■ Excerpted data ■
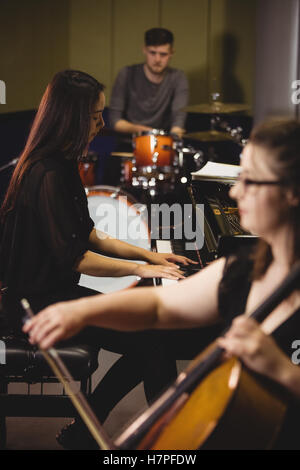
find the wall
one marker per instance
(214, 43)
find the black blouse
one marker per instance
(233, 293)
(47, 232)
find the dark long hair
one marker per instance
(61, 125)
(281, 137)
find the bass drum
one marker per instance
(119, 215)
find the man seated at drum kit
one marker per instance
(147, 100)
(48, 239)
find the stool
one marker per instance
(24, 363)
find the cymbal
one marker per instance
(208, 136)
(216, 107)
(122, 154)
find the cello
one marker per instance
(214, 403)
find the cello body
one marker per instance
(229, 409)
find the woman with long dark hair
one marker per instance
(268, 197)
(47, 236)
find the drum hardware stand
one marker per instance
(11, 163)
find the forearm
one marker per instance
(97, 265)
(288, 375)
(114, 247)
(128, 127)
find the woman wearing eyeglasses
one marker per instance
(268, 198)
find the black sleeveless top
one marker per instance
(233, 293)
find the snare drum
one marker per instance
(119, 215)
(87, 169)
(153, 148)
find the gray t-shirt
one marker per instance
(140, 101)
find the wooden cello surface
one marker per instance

...

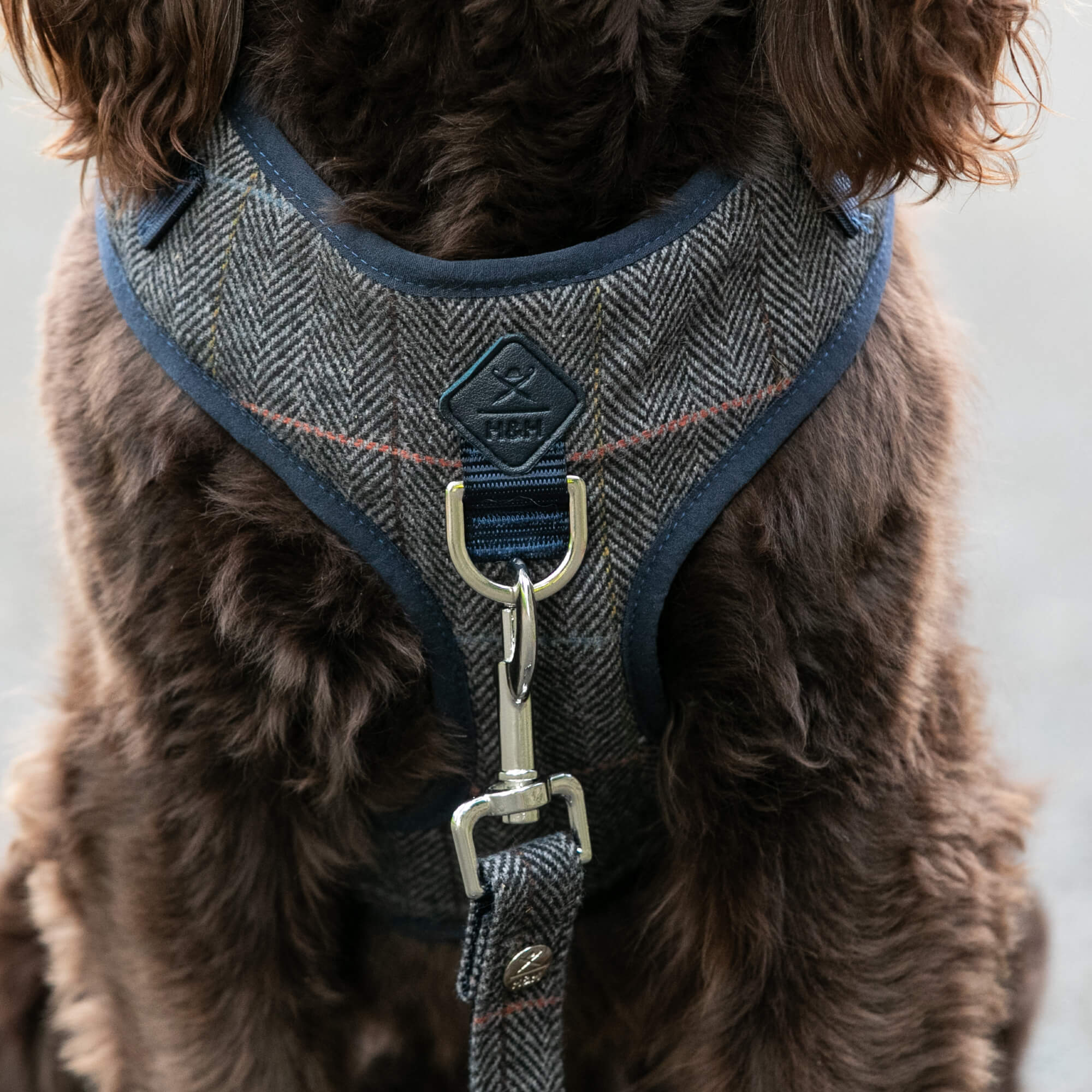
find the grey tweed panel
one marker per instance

■ What is being asked ■
Pull out each line of the records above that contains the string "cello". Case counts.

■ Answer for the task ■
find the cello
find the cello body
find the wooden cello surface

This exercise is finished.